**Exercise data**
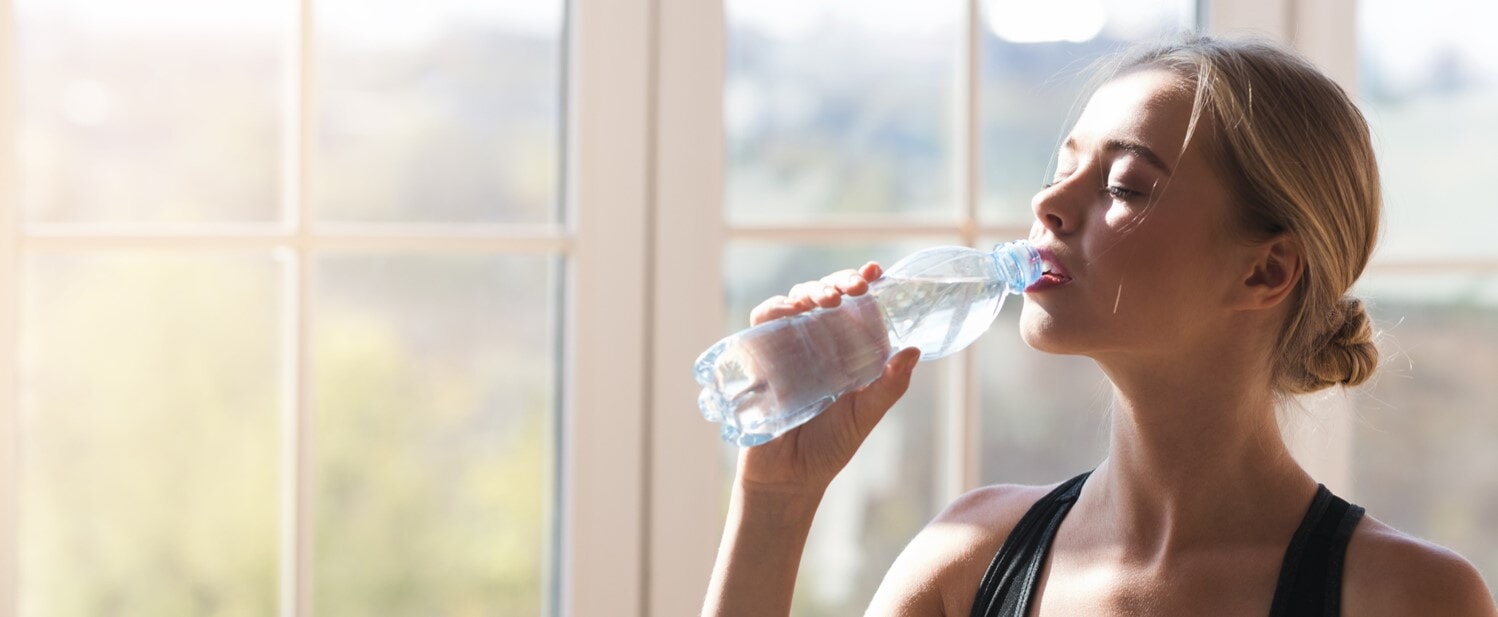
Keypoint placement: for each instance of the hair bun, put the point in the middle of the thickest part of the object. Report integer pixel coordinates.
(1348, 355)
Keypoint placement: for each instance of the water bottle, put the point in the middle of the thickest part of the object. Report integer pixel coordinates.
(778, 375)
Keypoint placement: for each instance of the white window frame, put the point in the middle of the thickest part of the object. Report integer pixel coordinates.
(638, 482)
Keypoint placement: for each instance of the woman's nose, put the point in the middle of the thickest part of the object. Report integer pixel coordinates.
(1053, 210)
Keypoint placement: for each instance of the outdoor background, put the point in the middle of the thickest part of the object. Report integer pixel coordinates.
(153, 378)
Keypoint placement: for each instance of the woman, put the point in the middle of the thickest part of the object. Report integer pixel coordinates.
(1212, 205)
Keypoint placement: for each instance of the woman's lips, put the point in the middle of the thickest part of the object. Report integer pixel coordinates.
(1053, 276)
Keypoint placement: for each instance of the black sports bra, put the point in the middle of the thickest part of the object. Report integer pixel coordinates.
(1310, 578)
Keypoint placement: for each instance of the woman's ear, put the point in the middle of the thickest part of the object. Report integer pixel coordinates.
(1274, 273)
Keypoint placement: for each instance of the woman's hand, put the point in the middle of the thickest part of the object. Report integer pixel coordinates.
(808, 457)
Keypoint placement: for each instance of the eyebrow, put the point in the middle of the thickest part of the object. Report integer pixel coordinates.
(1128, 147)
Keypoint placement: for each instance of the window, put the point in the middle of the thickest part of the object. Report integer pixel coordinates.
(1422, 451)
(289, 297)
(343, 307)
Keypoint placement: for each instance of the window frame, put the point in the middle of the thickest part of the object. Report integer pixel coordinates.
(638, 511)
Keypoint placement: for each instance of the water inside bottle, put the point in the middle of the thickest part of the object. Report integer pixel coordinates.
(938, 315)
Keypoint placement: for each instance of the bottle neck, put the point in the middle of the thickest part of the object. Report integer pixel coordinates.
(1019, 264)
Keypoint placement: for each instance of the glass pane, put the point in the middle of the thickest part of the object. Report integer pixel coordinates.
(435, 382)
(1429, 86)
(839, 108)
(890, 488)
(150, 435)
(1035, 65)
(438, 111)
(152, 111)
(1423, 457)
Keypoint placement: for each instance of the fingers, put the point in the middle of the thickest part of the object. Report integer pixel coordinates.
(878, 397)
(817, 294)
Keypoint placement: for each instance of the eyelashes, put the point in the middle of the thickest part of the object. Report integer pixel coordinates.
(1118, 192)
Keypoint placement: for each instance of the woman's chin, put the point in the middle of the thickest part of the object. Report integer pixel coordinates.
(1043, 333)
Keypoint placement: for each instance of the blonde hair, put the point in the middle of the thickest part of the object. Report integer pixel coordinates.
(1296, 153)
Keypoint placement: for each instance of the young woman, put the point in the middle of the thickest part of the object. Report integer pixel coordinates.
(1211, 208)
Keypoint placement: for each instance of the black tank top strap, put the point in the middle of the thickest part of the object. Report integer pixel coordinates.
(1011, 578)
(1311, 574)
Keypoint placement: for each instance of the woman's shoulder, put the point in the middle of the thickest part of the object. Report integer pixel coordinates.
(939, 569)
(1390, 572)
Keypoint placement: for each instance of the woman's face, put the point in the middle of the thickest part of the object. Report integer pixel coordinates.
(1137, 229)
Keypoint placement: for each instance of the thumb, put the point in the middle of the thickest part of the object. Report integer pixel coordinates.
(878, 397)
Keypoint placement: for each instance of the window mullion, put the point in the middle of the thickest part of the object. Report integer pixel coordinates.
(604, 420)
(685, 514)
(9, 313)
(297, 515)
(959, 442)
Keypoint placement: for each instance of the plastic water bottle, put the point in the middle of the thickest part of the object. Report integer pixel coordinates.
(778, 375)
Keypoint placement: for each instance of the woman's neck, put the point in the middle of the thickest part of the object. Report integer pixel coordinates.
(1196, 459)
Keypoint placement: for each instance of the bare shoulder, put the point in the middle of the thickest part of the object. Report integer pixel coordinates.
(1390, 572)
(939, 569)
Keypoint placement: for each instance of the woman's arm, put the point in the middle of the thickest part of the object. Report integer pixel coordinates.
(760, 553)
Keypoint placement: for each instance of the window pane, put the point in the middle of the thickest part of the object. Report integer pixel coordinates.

**Problem requirements**
Would you repeat the listing word for word and skip every picture?

**Exercise answer**
Keypoint placement: for each instance of the hair bun, put the point in the middle of the thickest part of the object. Report integer pixel coordinates.
(1348, 355)
Keypoint placement: for each instance of the water bottle, put the point in the middle of the thickest part of the object. Report integer pixel coordinates.
(778, 375)
Keypoint placement: for each instance of the white window frame, put the point in the middle of the thickest part of the object. Report integer pixel coordinates.
(638, 482)
Keypoint placement: for each instance of the woman's nose, put the point in the middle of the thickest part of the object. Report integer pixel coordinates.
(1053, 210)
Keypoint placement: for each instance of the outdoor background, put the point in the middle of the thickest part of the object. Report integer pixel coordinates.
(153, 378)
Keypoint placement: for each instance of the woman, put the point in the middle of the thickest part of the object. Report integer pixel coordinates.
(1212, 205)
Keypoint placement: for each instance of the woman's lips, put the point in the middle of the thickest part of the object. Report integer pixel coordinates.
(1053, 276)
Keypoint placement: for each instance of the black sports bra, put the point in the middle of the thickest part of the object. Report integer pixel coordinates.
(1310, 578)
Keypoint placement: for each instance of the woman's ear, put the point in the middle of the thickest part of the object. Report integer pixel coordinates.
(1274, 273)
Keypoint placement: for each instance of the woman's hand, put the point in the middle of the thickest part of the object. Report integer pixel coordinates.
(808, 457)
Keypoint placement: for each instance of the eyebrow, put the point in the middle of the thickest part of the object. Report integer pixel coordinates.
(1128, 147)
Keypoint placement: for each instance of the window, put the point in the middle of the thickest part of the object. Report integer pixel coordinates.
(1422, 451)
(289, 297)
(343, 307)
Keypoint placement: for each instance of the window frame, put the point in the middle of the thickest part of the object. Report integer pixel coordinates.
(638, 511)
Keypoint placement: for each instance of the water inside bottle, put the point in the middle of the thickest part of the object. Report integer pixel coordinates.
(938, 315)
Keypoint placement: for each instance of the bottle neck, put the point in the middle of the thickest part of the object. Report integer pixel coordinates.
(1019, 264)
Keypoint placement: for each instance of the glass pane, put the point in the middle of the thickest part of the object. Report integer pixel coordinates.
(435, 382)
(1429, 86)
(839, 108)
(890, 488)
(150, 435)
(1035, 65)
(438, 111)
(152, 111)
(1423, 457)
Keypoint placement: for each instance of the fingers, put the point in the middle of the thickest part of the object. Report integer pixel coordinates.
(878, 397)
(817, 294)
Keypoint placement: for each instance of the eyelashes, put the point in the middle of the thickest part of the object. Report integer pixel coordinates.
(1118, 192)
Keypoint placement: for each instance of the woman's chin, put the point in the middle of the thickest part of the object. Report integer pixel coordinates.
(1043, 333)
Keypoint placement: for each instance of the blonde hair, put the point in the middle of the thickest part of the object. Report integer pixel coordinates.
(1296, 153)
Keypoint placement: for each instance of the young woman, put the point in the middle of the thickest part of the object. Report integer pixel coordinates.
(1211, 208)
Keypoint placement: for each instance of the black tank top strap, put the point in the middle of the thickest part of the object. Report integer pixel coordinates.
(1011, 578)
(1311, 574)
Keypoint placement: for each instance of the woman's shoulder, put the point in the middle of the thickest part of the object. Report integer pixel coordinates.
(939, 569)
(1390, 572)
Keypoint placement: for each instance of the woman's face, put the point in the middle of the thickest part of the object. Report integer pixel coordinates.
(1137, 229)
Keypoint placement: for each instance of the thumb, put the point in the middle of the thickest part of the object. Report integer pixel coordinates.
(878, 397)
Keypoint placement: for each instance of the window mullion, put the point in the middle of the thickest part of the object. Report integer pixel coordinates.
(604, 420)
(685, 514)
(9, 313)
(297, 515)
(959, 442)
Keypoint placement: for each instance of the plastic water bottle, put the point in the middle of the thickest part of the object. Report integer pixel coordinates.
(778, 375)
Keypoint placement: for each instance of the woman's neck, put the point in the middle of the thickest part of the object. Report integer pixel coordinates.
(1196, 459)
Keypoint placement: for each instance of the bare shoulder, put the point in the middle of the thickest part of the object. Report integer pixel coordinates.
(1390, 572)
(939, 569)
Keypoint placement: for each instance of the woman's arm, put the point in the middle of the thickest part of the object. Report integer pixel coordinates.
(760, 553)
Keypoint placement: for each instance of the window pane, put the point in the middle of the thickest part of the object. Report integer pixel coordinates.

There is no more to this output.